═════ TRECHO DO DOCUMENTO ═════

1. A Fazenda Pública vem interpor recurso excepcional de revista, ao abrigo do artigo 150º do CPTA, do acórdão do TCA Sul, de 9 de Julho de 2013, no segmento relativo à decretada anulação da liquidação dos juros compensatórios, pese embora a legalidade e manutenção na ordem jurídica do acto de liquidação de IVA impugnado.
1.1. Concluiu as suas alegações, nos termos que se seguem:

A) Quanto à questão de saber se, nos casos em que a liquidação adicional é mantida na ordem jurídica pelo Tribunal por considerar que existiu, por parte do sujeito passivo, um errado enquadramento da sua situação jurídico-fiscal que levou a uma liquidação de imposto inferior à devida, faz sentido proceder-se à anulação de juros compensatórios que foram exigidos na decorrência da liquidação adicional de imposto efectuada, apenas com fundamento de que o sujeito passivo actuou diligentemente e isto sendo certo que o mesmo pode sempre indagar, junto da AT, sobre o correcto enquadramento tributário das operações que realiza, verificam-se os requisitos que justificam a admissão do presente recurso de revista.

B) Uma vez que tais questões assumem relevância jurídica ou social, aferida em termos da utilidade jurídica, com capacidade de expansão da controvérsia que ultrapasse os limites da situação singular, decorrendo, da interposição do presente recurso a possibilidade da melhor aplicação do direito, tendo como escopo a uniformização do direito, dado que tal questão tem capacidade para se repetir num número indeterminado de casos futuros.

═════ ENTRADAS LISTADAS ═════

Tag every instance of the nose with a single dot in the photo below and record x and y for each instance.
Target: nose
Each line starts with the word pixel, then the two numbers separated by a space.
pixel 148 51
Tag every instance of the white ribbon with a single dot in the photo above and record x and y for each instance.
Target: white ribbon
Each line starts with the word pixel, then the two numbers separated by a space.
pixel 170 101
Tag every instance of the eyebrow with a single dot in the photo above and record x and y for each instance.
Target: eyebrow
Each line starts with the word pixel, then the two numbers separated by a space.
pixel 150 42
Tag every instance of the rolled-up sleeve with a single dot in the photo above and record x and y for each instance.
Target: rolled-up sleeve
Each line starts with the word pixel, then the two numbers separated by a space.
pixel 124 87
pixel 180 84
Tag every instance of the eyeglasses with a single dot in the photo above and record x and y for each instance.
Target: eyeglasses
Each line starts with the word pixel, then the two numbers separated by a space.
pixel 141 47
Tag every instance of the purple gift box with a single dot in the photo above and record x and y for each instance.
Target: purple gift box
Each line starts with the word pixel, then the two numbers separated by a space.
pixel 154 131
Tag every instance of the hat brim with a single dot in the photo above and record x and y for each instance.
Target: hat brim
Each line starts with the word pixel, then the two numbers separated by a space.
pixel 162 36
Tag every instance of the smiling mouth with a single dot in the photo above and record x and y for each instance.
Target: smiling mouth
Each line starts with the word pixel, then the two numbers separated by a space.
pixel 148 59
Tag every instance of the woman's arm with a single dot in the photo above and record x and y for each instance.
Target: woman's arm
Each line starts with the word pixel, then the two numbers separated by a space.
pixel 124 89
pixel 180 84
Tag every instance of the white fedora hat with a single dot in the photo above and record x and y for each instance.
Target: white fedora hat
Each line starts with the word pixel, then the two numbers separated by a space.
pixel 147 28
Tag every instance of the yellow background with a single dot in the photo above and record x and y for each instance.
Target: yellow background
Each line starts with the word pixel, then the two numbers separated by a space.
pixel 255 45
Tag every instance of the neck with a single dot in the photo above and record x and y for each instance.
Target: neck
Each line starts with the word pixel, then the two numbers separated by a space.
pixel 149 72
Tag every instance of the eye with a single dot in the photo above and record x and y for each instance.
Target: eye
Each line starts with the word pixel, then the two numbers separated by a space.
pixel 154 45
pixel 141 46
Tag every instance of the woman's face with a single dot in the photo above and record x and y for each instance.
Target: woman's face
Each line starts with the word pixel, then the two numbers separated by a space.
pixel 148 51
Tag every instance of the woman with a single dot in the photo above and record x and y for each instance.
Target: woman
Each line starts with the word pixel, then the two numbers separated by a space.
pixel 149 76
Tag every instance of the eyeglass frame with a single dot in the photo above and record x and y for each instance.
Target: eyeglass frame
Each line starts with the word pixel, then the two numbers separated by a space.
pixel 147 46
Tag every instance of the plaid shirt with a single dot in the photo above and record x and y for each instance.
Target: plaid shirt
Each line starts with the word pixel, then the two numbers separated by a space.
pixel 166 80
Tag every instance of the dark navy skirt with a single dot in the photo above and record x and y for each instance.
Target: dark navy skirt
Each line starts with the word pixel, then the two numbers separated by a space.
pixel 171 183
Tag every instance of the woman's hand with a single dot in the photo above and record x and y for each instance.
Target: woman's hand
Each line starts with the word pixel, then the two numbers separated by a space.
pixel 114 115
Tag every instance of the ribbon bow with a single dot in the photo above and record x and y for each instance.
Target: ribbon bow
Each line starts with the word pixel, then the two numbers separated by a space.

═════
═════ ENTRADAS LISTADAS ═════

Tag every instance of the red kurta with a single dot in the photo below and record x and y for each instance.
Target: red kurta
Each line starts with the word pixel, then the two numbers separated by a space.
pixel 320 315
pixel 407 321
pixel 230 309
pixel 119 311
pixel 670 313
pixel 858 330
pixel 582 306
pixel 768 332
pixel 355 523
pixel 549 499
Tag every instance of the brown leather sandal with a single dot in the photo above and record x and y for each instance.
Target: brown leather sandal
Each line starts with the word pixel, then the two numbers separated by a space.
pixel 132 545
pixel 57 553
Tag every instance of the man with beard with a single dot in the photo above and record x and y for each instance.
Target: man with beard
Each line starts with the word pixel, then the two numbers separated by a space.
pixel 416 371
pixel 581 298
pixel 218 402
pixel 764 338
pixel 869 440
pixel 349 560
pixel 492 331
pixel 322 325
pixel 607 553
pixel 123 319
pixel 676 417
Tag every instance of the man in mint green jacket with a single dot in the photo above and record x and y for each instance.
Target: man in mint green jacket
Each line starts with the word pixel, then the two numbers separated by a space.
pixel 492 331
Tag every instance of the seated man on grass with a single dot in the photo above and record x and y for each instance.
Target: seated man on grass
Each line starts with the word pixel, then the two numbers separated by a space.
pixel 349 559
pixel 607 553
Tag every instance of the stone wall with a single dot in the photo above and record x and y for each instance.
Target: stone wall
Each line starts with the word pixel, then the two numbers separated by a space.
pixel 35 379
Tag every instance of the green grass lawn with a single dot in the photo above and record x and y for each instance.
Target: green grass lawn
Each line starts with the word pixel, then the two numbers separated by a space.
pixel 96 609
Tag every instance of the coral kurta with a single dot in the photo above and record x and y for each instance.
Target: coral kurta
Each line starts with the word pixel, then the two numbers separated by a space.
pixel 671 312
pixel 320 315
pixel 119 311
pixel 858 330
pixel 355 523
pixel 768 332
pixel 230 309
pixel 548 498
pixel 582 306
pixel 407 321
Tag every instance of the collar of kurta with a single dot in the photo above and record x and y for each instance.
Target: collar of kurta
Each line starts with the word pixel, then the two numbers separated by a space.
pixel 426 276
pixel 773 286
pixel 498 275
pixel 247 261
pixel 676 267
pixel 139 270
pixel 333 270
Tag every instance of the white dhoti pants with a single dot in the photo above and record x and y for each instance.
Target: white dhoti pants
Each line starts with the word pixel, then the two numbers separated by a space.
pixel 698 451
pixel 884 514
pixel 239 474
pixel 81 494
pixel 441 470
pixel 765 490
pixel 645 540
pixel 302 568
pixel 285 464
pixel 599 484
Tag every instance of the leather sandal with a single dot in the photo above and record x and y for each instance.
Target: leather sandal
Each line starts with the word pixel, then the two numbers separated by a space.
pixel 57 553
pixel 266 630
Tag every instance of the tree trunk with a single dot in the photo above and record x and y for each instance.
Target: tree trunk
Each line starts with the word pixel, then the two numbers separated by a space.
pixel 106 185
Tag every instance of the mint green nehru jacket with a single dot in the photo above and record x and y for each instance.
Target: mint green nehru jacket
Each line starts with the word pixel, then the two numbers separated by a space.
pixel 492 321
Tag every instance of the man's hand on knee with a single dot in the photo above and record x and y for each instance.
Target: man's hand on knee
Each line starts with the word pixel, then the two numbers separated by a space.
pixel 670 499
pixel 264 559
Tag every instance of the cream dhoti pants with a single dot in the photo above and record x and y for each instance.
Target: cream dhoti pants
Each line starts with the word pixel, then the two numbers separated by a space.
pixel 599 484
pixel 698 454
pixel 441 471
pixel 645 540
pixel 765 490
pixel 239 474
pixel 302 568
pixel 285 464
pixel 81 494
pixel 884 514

═════
═════ ENTRADAS LISTADAS ═════

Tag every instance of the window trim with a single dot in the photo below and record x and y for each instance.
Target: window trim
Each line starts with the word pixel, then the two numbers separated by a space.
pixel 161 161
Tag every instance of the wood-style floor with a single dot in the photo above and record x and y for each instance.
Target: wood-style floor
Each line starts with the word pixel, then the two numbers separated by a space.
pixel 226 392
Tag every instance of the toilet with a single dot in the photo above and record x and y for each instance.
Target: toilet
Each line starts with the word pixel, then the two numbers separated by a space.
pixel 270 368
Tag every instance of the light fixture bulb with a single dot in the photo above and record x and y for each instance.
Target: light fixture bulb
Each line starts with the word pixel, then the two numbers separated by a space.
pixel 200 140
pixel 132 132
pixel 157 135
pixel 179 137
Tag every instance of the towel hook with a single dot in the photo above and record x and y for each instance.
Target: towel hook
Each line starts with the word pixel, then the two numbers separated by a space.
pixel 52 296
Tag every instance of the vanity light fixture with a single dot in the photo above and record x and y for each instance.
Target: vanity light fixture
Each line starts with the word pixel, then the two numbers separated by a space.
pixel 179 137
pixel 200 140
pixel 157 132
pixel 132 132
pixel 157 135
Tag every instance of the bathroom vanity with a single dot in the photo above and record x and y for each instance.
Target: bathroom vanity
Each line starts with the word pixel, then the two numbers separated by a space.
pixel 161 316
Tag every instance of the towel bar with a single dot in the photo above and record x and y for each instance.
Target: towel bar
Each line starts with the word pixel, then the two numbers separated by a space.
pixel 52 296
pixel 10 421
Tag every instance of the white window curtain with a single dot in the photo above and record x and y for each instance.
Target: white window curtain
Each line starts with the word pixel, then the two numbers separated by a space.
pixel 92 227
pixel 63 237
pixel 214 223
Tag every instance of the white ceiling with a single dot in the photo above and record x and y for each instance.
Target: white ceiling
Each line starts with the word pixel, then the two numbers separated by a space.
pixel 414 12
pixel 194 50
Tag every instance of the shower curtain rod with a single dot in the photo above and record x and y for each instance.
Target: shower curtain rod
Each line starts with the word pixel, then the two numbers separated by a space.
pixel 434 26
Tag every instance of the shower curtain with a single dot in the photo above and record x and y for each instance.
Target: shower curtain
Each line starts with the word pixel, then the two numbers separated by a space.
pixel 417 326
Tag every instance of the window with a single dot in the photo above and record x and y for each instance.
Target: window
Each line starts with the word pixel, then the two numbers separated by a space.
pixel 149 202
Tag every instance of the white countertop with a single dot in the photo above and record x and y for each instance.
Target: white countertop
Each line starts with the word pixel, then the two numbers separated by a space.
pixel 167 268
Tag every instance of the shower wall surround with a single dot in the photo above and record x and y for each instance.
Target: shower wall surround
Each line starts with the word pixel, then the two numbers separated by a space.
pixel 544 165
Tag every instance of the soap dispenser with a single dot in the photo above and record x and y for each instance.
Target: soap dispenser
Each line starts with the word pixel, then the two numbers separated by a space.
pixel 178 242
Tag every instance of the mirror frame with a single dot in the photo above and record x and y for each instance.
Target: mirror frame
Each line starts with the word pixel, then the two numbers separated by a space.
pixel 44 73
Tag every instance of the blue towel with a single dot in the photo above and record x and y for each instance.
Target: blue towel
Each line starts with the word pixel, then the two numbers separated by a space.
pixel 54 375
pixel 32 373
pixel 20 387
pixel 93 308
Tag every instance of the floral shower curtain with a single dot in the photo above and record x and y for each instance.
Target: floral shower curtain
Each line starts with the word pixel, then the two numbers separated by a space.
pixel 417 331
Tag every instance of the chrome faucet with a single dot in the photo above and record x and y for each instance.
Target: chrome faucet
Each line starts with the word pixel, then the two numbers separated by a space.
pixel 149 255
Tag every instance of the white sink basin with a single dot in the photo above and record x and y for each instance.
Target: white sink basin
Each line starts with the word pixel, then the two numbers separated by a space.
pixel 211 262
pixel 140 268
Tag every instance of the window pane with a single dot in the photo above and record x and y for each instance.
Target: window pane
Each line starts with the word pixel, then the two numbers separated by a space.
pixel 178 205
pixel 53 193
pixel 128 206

═════

#### REQUISITOS DA TAREFA:
De acordo com o trecho do documento, em que data foi proferido o acórdão do TCA Sul contra o qual a Fazenda Pública interpõe recurso?

#### RESULTADO DA TAREFA:
Em 9 de Julho de 2013.